= DATA FOR THE TASK =
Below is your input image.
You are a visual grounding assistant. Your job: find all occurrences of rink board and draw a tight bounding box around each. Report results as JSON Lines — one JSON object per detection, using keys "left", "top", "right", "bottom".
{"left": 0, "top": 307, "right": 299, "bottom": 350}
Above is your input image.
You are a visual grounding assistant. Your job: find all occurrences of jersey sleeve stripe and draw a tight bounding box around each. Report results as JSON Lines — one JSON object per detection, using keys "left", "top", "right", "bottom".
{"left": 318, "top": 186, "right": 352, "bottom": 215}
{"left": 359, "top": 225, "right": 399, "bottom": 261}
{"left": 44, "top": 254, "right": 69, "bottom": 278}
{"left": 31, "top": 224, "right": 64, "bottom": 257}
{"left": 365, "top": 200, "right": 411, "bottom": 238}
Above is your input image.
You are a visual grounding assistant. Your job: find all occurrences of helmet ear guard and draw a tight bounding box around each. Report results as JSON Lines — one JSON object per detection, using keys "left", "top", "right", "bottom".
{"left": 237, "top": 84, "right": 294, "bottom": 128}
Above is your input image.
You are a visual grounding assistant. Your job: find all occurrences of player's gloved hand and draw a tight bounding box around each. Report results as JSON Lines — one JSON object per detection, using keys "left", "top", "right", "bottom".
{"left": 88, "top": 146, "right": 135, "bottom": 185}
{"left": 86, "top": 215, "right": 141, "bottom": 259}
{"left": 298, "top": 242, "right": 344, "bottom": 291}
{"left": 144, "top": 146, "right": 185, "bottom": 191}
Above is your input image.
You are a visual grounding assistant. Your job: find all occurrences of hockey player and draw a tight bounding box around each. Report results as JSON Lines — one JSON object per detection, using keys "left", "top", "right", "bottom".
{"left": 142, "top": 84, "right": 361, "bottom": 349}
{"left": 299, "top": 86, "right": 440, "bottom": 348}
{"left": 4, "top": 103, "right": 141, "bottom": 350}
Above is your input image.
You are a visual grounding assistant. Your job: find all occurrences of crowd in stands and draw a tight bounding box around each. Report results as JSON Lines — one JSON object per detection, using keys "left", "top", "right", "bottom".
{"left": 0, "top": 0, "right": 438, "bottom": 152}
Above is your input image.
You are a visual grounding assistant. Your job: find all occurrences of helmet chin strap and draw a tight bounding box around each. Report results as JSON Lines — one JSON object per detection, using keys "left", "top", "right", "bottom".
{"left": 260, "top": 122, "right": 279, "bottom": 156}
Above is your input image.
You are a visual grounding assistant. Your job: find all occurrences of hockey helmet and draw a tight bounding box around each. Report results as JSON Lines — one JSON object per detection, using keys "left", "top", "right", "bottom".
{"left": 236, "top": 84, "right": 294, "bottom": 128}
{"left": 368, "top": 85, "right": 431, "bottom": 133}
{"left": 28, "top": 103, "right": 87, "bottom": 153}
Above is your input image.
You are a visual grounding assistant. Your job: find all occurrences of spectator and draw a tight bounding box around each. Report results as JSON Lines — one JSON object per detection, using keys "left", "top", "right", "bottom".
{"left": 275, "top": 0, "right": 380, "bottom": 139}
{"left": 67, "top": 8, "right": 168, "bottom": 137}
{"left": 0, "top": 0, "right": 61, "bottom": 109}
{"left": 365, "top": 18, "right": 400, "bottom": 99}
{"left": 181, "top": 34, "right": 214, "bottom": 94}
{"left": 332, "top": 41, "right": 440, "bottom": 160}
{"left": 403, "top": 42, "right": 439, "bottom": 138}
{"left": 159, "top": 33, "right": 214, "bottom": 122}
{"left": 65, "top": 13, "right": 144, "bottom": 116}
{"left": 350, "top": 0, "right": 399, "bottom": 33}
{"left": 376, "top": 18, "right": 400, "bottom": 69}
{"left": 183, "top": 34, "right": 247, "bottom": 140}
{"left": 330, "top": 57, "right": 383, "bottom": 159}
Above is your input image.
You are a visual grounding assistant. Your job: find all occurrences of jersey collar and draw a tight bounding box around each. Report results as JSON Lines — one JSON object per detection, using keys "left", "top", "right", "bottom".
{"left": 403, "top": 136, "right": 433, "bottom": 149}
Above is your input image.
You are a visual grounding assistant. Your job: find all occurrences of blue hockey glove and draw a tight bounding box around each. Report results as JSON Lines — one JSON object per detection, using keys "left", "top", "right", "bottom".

= WORK TO COMPLETE =
A full, exact copy of the entries is the required answer.

= TASK SOLUTION =
Below is your input image.
You are a visual grounding assistant. Your job: find all occurrences of rink board and draw a tight bounding box around each. Report results as JSON Lines — one JSON object per detection, using keys "left", "top", "right", "bottom".
{"left": 0, "top": 307, "right": 299, "bottom": 350}
Above is your input image.
You are a visual grounding assistant. Your job: find all occurrences of jersey sleeve stripe and draw a tight bounding box around each. Report results as JSON Lines — one JSON object per detection, using keys "left", "top", "right", "bottom".
{"left": 318, "top": 186, "right": 352, "bottom": 215}
{"left": 359, "top": 225, "right": 399, "bottom": 261}
{"left": 44, "top": 254, "right": 69, "bottom": 278}
{"left": 31, "top": 224, "right": 64, "bottom": 257}
{"left": 365, "top": 200, "right": 411, "bottom": 238}
Above is your input image.
You are a visual grounding assistant. Your job: find all occurrences of helmet ear guard and draw a tight bounding box around each. Report results as JSON Lines — one JSON object per detection, using keys "left", "top", "right", "bottom".
{"left": 237, "top": 84, "right": 294, "bottom": 128}
Above is your input image.
You are a visual grounding assistant. Your job: find all occurrences of player's gloved hand and draw a tight bounding box around each. Report results as JSON Lines — one JSON object per detection, using keys "left", "top", "right", "bottom".
{"left": 88, "top": 146, "right": 135, "bottom": 185}
{"left": 86, "top": 215, "right": 141, "bottom": 259}
{"left": 298, "top": 242, "right": 344, "bottom": 291}
{"left": 144, "top": 146, "right": 185, "bottom": 191}
Above is your input image.
You are a visual grounding assistant. Your job: find all occurrences of hockey player and draw a tight bounding box around each. Report results as JSON Lines — one JSON object per detection, using keys "left", "top", "right", "bottom".
{"left": 142, "top": 84, "right": 361, "bottom": 349}
{"left": 299, "top": 86, "right": 440, "bottom": 348}
{"left": 4, "top": 103, "right": 141, "bottom": 350}
Above is your input image.
You are a visual grounding assistant. Your job: find all occurrences of crowd in stands and draw a tight bounding box around each. Report results as JSON Lines — one JSON object per detection, using keys "left", "top", "right", "bottom".
{"left": 0, "top": 0, "right": 438, "bottom": 152}
Above is your input image.
You are a visual grounding assistant. Your job: find all occurrences of helmet chin strap and draw a tight bounding box around each. Report results as JSON Lines — one JSON object per detection, using keys "left", "top", "right", "bottom".
{"left": 260, "top": 122, "right": 279, "bottom": 156}
Above is your input image.
You are a visual grounding assistant. Your job: find all occurrences of hockey helmet and draw a tight bounding box around each. Report results as JSON Lines — one JSON object per detection, using keys "left", "top", "right", "bottom".
{"left": 236, "top": 84, "right": 294, "bottom": 128}
{"left": 368, "top": 85, "right": 431, "bottom": 133}
{"left": 28, "top": 103, "right": 87, "bottom": 153}
Above is your input image.
You are a visual grounding assistant. Your job: find all occurrences of spectator and draw a tight bounding box around each. Report results as JSON Lines — one JSON object per detection, using keys "left", "top", "right", "bottom".
{"left": 275, "top": 0, "right": 380, "bottom": 139}
{"left": 67, "top": 8, "right": 168, "bottom": 137}
{"left": 0, "top": 0, "right": 61, "bottom": 109}
{"left": 365, "top": 18, "right": 400, "bottom": 99}
{"left": 181, "top": 34, "right": 214, "bottom": 94}
{"left": 332, "top": 41, "right": 440, "bottom": 160}
{"left": 403, "top": 42, "right": 439, "bottom": 138}
{"left": 159, "top": 33, "right": 214, "bottom": 122}
{"left": 65, "top": 13, "right": 144, "bottom": 116}
{"left": 350, "top": 0, "right": 399, "bottom": 33}
{"left": 376, "top": 18, "right": 400, "bottom": 69}
{"left": 183, "top": 34, "right": 247, "bottom": 140}
{"left": 330, "top": 57, "right": 383, "bottom": 159}
Above is your input image.
You are a visual grounding assistant. Your job: find all occurrences of jersey collar and draw a tight bounding box around each. Report results as JSON Lines — one JSON object per detection, using keys "left", "top", "right", "bottom".
{"left": 403, "top": 136, "right": 433, "bottom": 149}
Above is your input image.
You are a visual grounding assistant. Your job: find all occurrences of blue hockey glove and draw a tight bounding box around each. Report results as JSON Lines — one JSON object per detection, using keys "left", "top", "right", "bottom".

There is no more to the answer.